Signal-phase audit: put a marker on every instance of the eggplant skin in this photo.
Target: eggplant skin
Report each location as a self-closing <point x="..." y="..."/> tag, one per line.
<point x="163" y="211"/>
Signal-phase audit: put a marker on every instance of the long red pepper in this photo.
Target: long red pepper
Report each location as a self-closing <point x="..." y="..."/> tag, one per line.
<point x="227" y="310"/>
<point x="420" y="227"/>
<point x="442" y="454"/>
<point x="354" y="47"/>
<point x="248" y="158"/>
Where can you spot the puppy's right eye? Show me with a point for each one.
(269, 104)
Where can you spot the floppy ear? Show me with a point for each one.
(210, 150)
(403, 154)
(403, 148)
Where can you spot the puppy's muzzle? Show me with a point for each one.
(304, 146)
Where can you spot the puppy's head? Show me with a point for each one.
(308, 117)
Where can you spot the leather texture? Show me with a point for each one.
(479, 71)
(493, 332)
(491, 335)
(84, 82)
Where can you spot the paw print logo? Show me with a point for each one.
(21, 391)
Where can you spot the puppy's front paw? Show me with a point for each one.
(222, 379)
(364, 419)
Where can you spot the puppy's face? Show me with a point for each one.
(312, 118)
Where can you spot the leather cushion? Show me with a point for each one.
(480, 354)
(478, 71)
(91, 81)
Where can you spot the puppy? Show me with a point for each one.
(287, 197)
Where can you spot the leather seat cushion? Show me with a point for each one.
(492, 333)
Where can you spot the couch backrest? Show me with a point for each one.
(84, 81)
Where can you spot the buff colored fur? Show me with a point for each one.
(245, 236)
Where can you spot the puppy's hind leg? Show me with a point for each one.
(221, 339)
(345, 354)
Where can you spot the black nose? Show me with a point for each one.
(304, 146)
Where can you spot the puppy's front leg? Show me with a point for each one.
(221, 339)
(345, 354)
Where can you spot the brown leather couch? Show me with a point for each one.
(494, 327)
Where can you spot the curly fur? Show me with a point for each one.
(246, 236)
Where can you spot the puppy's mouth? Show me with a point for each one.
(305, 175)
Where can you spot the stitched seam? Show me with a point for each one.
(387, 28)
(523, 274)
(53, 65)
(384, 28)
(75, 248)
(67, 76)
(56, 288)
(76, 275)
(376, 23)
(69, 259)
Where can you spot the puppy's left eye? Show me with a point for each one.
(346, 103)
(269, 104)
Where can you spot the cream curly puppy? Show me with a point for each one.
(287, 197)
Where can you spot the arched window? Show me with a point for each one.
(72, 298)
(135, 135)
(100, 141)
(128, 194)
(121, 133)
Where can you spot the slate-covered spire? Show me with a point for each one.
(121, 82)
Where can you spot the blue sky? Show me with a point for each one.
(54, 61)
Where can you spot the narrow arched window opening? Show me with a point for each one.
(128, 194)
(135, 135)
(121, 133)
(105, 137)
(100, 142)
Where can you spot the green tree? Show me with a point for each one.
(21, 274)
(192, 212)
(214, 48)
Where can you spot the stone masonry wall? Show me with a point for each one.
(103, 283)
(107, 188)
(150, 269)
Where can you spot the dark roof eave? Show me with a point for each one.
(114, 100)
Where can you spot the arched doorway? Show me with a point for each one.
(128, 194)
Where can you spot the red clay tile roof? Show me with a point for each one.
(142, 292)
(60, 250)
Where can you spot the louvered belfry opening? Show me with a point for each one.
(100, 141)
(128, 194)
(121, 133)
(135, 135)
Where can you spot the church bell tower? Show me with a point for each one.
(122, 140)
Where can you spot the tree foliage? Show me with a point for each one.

----------------------------------------

### What the exercise asks
Edit the records above so that "Show me with a point" is replaced by "Mark it with a point" wherever it occurs, and reproduce every line otherwise unchanged.

### Exercise solution
Signal-phase audit: put a marker on every instance of the eggplant skin in this photo.
Target: eggplant skin
Report each location as a self-closing <point x="..." y="..."/> tag, one per line.
<point x="163" y="211"/>
Signal-phase audit: put a marker on every instance of the long red pepper in this photo.
Target: long red pepper
Report each location as a self-closing <point x="..." y="..."/> tag, one per line.
<point x="227" y="310"/>
<point x="420" y="227"/>
<point x="442" y="454"/>
<point x="354" y="47"/>
<point x="248" y="158"/>
Where can you spot the puppy's right eye? Mark it with a point for each one.
(269, 104)
Where can you spot the floppy ear? Mark it with a point for each one.
(210, 150)
(403, 154)
(403, 148)
Where can you spot the puppy's muzzle? Mark it with a point for each one.
(304, 146)
Where can you spot the puppy's head? Mark it with a point for each one.
(308, 117)
Where can you spot the leather texture? Mark it with a point for each one.
(479, 71)
(493, 332)
(491, 335)
(84, 82)
Where can you spot the paw print logo? Mark it with a point for each one.
(21, 391)
Where can you spot the puppy's front paw? Mark it with a point for each one.
(222, 379)
(364, 419)
Where can you spot the puppy's face? Mark it with a point for each one.
(312, 118)
Where can you spot the leather cushion? Mark it with a point for each one.
(480, 354)
(478, 71)
(91, 81)
Where can you spot the puppy? Mark it with a point for each one.
(287, 197)
Where can you spot the leather seat cushion? Mark it with a point for each one.
(492, 333)
Where can you spot the couch backrest? Mark it with a point for each one.
(84, 81)
Where can you spot the buff colored fur? Mark it with a point for each one.
(245, 236)
Where can you spot the puppy's hind leg? Mark it with a point for each one.
(221, 339)
(345, 354)
Where can you spot the black nose? Mark it with a point for each one.
(304, 146)
Where can you spot the puppy's front leg? Mark it with a point for each one.
(221, 339)
(345, 354)
Where can you spot the brown leather couch? Mark it with a point for each one.
(494, 327)
Where can you spot the curly fur? Mark it with a point for each one.
(246, 236)
Where can you spot the puppy's mouth? Mark it with a point for each one.
(305, 175)
Where can you spot the stitched seam? Mark it with a point for each one.
(387, 28)
(523, 274)
(53, 65)
(384, 28)
(75, 248)
(67, 76)
(56, 288)
(76, 275)
(376, 23)
(69, 259)
Where can you spot the puppy's left eye? Mark it with a point for each one.
(346, 103)
(269, 104)
Where can you spot the cream curly puppy? Mark it with a point for each one.
(287, 197)
Where can you spot the arched window? Mark it with a point for each one.
(72, 298)
(135, 135)
(100, 141)
(128, 194)
(121, 133)
Where can you spot the slate-covered spire? Mark it with a point for each one.
(121, 82)
Where can you spot the blue sky? Mark it with a point for each one.
(54, 61)
Where can you spot the narrow arched window opening? Mark it with a point for each one.
(128, 194)
(135, 135)
(121, 133)
(105, 137)
(100, 142)
Where can you spot the green tree? Mark it with a point for each one.
(21, 274)
(192, 212)
(214, 48)
Where can you spot the stone masonry wall? Mark it with a point for each one.
(103, 283)
(107, 188)
(150, 269)
Where can you spot the dark roof eave? Mark it with a point for each one.
(114, 100)
Where can you spot the arched doorway? Mark it with a point for each one.
(128, 194)
Where can you spot the red clay tile roof? Mark it with a point for each one.
(142, 292)
(60, 250)
Where can you spot the louvered belfry opening? Mark it with a point for each one.
(100, 141)
(128, 194)
(121, 133)
(135, 135)
Where can you spot the church bell tower? Mark it with a point for each one.
(122, 140)
Where can you spot the tree foliage? Mark it with a point for each one.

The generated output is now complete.